* [Written task 1]
In the blog essay below, which two kinds of people does the writer say there are?

* [Reading passage]
** START **

I am not the sort who's eager to split the populace in two. "There are two kinds of people in the world: Winners and Losers" or "There two kinds of people in the world: Those who see the glass as half empty and those who see the glass as half full."

Dichotomies are cliche, inaccurate and lacking sophistication. Still, I've come to realize that there are two kinds of people in the world: Those who value things and those who value experiences. One is no more correct than the other. Neither is loftier or nobler. One will not get you any more chicks than the other. No, there is nothing wrong with either but I am the sort who values experiences over stuff.

I wish I had figured this out earlier in my life. I think I would have made better choices, in friends, careers, dates, lovers and underwear.

Tuesday, July 27, 2010

Wild Game

I went moose hunting today. I didn't see a moose but I did find a gorilla. The gorilla. That gorilla. In that picture, you know, the one of me and that gorilla. That you took. I've framed it in glass, part of a triptych in black and white. On the left is a marble statue at the top of the National Parliament Building in Havannah, Cuba. On the right side is a dead frog floating in a chlorine pool. And, between them both, is a picture of me, wearing your hat, in front of the highway monument gorilla. I am smiling at you, so naturally and easy, it, the smile looks real, even to me.

Before the picture, Jack, who hadn't smoked a day in his life until his divorce at forty, fell asleep with a lit cigarette between his lips and died in the ensuing fire at the age of forty three. You said, "Baby, baby, baby. What's it going to take to cheer you up?"

I said, "I need a road trip."

Forty-two hours before the picture we dropped off the Boy, the one I'd had a crush on since before you and I met, at his friend's campground. In fact, the night you and I met, I'd been at the pub telling my best friend all about him when he walked in with a girl.

"Huh," I said, watching the two of them walking hand in hand to the bar, "I hadn't considered that possibility at all." When my friend and I finished laughing we ordered another two rounds which is how I ended up pretending to french kiss you through the window pane before we ever spoke a word. (I like to blame the alcohol but you and I both know, I'd have probably done the same sober.) This, the pub and the kiss and the poem you recited when we stumbled out into the street after closing time, are all a years worth of hours before the road trip.

So after dropping off this boy whom I still had a crush on at the camper his friends dubbed the "The Silver Bullet" which, it turns out, was only a double entendre to you and me, after this but still before the gorilla, we spent a night in a nicotine coated cabin under linens that smelled like fermaldehyde and moss. when I couldn't sleep, you called me back to bed and, placing your lips beside my ear, told me the story, again, about your favourite snowboard run. When you got to the part about the unblemished powdery snow and made the swooshing noise that tickled my ear, the vibration made my toes curl for the third time that night.

** END **

* [Written task 2]
Count the lines of the records that contain the string "covered". Reply with the number only.

* [Extracted information]
** START **

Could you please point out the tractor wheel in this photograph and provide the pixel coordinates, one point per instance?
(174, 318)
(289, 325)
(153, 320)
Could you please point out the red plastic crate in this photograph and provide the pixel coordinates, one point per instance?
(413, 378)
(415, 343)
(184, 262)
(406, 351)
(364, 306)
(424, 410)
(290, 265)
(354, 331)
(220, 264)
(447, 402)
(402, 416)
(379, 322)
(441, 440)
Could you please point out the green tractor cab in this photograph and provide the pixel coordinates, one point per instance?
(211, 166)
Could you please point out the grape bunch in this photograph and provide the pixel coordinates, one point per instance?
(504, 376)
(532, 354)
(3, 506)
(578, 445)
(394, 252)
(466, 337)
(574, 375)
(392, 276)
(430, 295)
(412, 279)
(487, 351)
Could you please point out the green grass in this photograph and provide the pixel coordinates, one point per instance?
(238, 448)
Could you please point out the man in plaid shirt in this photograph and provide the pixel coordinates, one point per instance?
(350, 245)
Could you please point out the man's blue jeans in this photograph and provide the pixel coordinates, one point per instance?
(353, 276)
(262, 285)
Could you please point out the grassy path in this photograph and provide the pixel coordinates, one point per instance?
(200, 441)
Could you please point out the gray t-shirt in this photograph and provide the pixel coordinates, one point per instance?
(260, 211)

** END **
** START **

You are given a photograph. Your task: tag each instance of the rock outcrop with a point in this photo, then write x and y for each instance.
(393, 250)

** END **
** START **

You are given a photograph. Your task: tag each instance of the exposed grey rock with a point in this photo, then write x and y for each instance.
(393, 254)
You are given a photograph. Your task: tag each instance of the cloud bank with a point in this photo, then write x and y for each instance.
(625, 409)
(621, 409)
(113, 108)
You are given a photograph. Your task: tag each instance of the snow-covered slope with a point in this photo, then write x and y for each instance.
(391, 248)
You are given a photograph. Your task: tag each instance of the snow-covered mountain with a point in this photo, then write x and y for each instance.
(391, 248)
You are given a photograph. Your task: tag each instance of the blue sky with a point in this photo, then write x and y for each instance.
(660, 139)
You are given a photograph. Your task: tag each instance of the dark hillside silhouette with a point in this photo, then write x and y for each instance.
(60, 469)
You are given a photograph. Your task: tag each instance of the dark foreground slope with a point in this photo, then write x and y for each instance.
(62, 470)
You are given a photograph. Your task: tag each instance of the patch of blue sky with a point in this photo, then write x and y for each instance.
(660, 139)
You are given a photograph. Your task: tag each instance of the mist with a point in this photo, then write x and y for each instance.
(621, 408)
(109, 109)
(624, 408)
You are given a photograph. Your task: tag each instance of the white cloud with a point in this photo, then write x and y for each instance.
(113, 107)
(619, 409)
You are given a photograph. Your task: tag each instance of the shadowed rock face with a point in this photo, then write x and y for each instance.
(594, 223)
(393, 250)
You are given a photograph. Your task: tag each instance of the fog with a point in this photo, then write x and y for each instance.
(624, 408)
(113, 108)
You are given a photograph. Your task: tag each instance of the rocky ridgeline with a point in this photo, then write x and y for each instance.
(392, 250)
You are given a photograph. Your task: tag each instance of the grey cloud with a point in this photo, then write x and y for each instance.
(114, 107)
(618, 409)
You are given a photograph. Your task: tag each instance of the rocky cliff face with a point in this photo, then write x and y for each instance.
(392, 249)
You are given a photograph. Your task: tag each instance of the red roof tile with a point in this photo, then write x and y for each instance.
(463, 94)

** END **

* [Task solution 1]
Those who value things and those who value experiences.

* [Task solution 2]
2